• _Task details_
Reproduce the entries exactly, beginning with the line containing "Target: metal scaffolding" and ending with their last line, both included.

• _Recorded information_
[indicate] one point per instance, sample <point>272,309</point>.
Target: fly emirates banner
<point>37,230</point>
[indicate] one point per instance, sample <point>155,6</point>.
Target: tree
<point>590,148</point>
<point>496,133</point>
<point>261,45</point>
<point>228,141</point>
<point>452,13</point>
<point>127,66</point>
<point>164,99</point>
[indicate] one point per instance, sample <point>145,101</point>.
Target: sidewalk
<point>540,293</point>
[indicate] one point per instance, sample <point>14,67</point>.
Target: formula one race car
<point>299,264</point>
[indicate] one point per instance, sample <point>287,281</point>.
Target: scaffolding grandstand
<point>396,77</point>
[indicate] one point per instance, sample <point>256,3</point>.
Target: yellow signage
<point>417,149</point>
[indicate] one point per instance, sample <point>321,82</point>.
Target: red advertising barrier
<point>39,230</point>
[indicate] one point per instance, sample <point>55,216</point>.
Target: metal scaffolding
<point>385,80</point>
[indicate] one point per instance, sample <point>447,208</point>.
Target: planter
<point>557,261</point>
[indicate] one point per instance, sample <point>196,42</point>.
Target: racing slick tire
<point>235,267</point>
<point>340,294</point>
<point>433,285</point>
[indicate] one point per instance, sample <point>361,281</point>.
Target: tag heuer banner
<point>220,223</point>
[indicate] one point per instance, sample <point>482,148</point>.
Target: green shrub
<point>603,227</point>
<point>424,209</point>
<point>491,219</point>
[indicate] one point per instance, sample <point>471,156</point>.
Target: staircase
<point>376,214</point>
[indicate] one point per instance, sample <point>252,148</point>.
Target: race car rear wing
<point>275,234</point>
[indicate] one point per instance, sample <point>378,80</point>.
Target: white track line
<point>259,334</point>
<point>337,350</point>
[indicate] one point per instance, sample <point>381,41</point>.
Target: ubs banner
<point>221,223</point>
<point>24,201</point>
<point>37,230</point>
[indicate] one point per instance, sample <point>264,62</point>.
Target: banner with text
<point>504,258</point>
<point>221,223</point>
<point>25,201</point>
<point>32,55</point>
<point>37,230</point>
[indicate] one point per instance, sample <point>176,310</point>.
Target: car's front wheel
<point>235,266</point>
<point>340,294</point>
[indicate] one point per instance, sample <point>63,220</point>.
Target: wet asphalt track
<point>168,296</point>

• _Written solution_
Target: metal scaffolding
<point>385,80</point>
[indicate] one point per instance, sample <point>447,208</point>.
Target: planter
<point>557,261</point>
[indicate] one point per instance, sample <point>196,42</point>.
Target: racing slick tire
<point>235,267</point>
<point>340,294</point>
<point>433,285</point>
[indicate] one point per instance, sample <point>361,281</point>.
Target: tag heuer banner
<point>220,223</point>
[indicate] one point per instance, sample <point>482,148</point>.
Target: green shrub
<point>603,227</point>
<point>424,209</point>
<point>491,219</point>
[indicate] one point per instance, sample <point>471,156</point>.
Target: staircase
<point>376,214</point>
[indicate] one point per instance, sample <point>252,148</point>.
Target: race car rear wing
<point>275,234</point>
[indicate] one point per instance, sample <point>378,80</point>.
Target: white track line
<point>259,334</point>
<point>337,350</point>
[indicate] one point per instance, sample <point>381,41</point>.
Target: ubs banner
<point>221,223</point>
<point>24,201</point>
<point>37,230</point>
[indicate] one point per instance, sample <point>264,62</point>.
Target: banner with text
<point>504,258</point>
<point>221,223</point>
<point>25,201</point>
<point>32,55</point>
<point>37,230</point>
[indicate] one point per instance, sample <point>176,310</point>.
Target: car's front wheel
<point>235,266</point>
<point>340,294</point>
[indicate] one point per instance, sample <point>63,220</point>.
Target: wet asphalt track
<point>168,296</point>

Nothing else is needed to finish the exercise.